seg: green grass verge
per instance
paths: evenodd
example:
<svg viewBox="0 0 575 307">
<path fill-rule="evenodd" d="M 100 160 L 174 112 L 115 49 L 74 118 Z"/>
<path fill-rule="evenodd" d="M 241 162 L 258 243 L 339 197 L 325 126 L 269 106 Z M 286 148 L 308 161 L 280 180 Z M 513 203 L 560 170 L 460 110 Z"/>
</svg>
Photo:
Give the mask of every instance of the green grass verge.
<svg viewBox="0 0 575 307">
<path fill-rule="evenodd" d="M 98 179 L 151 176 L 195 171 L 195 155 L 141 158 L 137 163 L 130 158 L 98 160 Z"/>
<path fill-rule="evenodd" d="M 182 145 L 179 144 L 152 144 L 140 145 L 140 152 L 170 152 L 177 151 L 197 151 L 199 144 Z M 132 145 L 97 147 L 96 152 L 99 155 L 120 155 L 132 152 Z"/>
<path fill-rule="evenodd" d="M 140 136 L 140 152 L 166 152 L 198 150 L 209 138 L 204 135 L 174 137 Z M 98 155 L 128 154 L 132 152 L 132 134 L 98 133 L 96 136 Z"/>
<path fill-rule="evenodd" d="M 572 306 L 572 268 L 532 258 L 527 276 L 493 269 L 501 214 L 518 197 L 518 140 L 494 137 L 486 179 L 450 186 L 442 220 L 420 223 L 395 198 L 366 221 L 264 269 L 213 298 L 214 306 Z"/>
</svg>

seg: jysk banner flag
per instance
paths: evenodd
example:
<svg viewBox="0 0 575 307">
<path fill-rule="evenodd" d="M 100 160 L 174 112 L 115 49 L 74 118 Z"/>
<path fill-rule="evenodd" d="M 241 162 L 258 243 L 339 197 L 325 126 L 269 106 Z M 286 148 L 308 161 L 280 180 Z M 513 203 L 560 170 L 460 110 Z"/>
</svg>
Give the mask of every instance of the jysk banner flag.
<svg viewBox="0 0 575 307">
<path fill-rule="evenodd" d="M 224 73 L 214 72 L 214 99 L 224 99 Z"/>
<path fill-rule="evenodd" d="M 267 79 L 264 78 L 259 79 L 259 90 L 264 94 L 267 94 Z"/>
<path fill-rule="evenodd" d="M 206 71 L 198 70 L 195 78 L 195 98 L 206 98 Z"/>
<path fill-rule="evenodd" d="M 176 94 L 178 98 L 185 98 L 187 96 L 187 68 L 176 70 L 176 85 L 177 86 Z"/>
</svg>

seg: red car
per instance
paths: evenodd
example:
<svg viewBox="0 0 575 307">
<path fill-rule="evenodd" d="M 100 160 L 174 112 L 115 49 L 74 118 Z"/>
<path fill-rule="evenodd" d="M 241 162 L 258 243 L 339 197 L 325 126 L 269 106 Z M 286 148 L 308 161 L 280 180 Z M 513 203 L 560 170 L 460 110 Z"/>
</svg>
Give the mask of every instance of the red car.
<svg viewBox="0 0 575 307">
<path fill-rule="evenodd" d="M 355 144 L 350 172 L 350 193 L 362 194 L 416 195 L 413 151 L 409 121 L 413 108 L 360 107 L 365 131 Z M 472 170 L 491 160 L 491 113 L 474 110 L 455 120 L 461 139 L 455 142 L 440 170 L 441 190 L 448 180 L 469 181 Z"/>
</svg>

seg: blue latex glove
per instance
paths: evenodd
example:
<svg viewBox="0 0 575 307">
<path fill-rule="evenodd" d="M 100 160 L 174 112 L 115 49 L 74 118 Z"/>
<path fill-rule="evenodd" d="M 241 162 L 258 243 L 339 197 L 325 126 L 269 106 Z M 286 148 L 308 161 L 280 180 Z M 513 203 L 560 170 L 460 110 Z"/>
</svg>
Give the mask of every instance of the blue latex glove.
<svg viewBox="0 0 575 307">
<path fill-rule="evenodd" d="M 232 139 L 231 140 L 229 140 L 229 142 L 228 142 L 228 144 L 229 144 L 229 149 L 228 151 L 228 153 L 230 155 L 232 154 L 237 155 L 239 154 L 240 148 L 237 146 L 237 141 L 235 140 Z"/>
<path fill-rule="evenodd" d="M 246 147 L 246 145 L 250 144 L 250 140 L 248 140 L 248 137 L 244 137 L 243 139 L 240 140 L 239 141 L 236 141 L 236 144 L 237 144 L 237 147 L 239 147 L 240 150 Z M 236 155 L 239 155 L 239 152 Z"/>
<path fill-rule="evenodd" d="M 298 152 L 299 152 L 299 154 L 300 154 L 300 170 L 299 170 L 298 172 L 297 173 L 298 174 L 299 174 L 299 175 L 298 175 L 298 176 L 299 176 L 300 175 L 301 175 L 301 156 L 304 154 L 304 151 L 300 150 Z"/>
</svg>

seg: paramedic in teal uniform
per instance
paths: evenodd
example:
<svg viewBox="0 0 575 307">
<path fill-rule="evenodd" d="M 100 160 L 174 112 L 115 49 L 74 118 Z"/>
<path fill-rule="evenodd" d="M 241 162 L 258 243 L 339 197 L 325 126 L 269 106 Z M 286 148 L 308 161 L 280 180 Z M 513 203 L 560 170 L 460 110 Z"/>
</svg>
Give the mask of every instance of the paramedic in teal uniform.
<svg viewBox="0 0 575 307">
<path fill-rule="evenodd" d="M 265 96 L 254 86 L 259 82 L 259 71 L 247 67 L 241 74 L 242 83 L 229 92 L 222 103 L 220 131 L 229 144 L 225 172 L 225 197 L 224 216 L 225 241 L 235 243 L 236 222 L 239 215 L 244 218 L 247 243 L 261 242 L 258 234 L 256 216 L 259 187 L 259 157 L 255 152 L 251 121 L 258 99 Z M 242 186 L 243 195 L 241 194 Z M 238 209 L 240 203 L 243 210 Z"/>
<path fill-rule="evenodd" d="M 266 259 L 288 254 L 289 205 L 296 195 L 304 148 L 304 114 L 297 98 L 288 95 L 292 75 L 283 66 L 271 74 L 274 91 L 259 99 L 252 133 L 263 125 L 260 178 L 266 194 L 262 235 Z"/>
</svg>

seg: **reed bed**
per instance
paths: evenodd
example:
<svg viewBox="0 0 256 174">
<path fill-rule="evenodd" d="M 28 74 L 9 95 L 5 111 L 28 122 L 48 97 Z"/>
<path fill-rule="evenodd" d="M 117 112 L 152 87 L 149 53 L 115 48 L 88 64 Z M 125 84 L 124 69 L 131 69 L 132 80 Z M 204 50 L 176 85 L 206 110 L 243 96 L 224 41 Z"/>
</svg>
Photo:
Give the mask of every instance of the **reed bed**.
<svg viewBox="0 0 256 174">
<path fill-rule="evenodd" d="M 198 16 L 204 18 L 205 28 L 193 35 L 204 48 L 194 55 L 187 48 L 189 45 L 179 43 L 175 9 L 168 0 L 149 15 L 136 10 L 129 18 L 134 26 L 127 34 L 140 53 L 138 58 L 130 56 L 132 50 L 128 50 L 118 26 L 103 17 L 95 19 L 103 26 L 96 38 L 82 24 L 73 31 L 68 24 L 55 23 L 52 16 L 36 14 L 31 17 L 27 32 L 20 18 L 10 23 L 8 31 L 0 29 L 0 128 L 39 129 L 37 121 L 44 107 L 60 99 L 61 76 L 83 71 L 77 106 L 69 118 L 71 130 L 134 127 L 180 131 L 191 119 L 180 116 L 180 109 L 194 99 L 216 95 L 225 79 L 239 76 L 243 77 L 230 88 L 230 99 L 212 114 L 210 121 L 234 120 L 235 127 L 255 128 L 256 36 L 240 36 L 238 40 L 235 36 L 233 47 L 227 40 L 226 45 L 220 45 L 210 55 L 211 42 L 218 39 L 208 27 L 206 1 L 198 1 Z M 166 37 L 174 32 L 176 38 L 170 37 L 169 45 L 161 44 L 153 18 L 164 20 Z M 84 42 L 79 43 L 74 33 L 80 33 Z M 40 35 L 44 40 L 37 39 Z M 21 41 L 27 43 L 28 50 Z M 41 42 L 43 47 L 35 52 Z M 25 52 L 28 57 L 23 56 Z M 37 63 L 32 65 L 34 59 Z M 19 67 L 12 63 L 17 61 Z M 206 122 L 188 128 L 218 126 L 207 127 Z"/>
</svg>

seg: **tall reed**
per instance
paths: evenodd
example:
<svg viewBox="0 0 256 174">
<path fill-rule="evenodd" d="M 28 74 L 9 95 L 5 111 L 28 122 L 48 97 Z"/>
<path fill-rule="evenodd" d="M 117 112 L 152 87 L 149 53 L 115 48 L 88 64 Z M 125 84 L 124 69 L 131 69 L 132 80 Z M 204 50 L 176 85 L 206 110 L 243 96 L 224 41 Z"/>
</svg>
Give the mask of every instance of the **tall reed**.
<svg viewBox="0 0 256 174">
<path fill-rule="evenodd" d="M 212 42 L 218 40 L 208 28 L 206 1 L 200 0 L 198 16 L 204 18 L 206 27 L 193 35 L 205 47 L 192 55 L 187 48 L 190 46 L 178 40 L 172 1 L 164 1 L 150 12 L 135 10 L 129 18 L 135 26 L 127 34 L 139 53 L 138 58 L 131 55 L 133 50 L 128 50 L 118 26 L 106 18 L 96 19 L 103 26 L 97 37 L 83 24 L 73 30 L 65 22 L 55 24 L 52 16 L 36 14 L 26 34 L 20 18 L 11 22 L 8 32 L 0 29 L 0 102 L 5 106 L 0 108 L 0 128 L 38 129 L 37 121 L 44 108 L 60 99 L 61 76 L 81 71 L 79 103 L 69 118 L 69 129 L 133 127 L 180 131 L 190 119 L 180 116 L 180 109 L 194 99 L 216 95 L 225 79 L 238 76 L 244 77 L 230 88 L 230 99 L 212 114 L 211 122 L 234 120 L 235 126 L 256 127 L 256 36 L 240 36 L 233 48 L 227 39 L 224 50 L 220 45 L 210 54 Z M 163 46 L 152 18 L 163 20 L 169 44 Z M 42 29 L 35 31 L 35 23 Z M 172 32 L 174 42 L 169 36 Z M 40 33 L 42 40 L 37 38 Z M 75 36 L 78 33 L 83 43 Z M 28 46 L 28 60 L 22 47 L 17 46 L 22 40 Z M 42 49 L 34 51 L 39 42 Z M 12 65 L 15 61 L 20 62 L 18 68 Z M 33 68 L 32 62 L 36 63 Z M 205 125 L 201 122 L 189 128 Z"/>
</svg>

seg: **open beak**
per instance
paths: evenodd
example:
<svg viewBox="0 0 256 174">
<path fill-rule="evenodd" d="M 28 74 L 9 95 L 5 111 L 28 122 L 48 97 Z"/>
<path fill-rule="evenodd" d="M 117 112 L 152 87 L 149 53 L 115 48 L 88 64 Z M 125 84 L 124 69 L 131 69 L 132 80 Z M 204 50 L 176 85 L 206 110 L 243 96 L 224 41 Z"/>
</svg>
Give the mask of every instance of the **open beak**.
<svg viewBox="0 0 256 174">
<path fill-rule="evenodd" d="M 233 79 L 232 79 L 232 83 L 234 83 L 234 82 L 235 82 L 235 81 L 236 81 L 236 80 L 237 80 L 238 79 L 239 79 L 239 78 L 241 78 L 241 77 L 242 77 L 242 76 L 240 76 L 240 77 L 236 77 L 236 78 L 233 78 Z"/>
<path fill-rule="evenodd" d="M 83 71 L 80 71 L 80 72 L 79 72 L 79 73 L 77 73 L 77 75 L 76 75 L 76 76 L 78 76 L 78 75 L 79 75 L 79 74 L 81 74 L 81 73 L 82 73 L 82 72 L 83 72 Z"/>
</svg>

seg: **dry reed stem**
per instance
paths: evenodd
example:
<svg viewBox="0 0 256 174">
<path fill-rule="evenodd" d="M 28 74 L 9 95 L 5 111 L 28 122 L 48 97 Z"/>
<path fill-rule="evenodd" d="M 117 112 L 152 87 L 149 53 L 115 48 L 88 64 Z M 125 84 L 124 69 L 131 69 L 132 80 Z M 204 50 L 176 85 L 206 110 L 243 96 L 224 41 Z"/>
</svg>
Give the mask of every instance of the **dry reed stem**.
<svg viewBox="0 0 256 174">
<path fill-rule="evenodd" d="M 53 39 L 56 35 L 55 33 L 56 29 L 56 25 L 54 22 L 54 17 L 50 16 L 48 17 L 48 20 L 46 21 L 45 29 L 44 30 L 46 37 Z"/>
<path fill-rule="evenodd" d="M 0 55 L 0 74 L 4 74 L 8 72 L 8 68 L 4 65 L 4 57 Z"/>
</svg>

------------------------------------

Problem description:
Copy the records between the lines containing "seg: **dry reed stem**" and "Give the mask of every instance of the **dry", inclusive, switching "dry reed stem" to "broken reed stem" and leaving everything else unchanged.

Solution:
seg: **broken reed stem**
per instance
paths: evenodd
example:
<svg viewBox="0 0 256 174">
<path fill-rule="evenodd" d="M 28 74 L 9 95 L 5 111 L 28 122 L 48 97 Z"/>
<path fill-rule="evenodd" d="M 117 112 L 152 87 L 149 53 L 115 48 L 88 64 Z M 125 84 L 124 69 L 131 69 L 132 80 Z M 204 50 L 176 85 L 206 110 L 243 96 L 224 41 Z"/>
</svg>
Give the mask of every instance of the **broken reed stem**.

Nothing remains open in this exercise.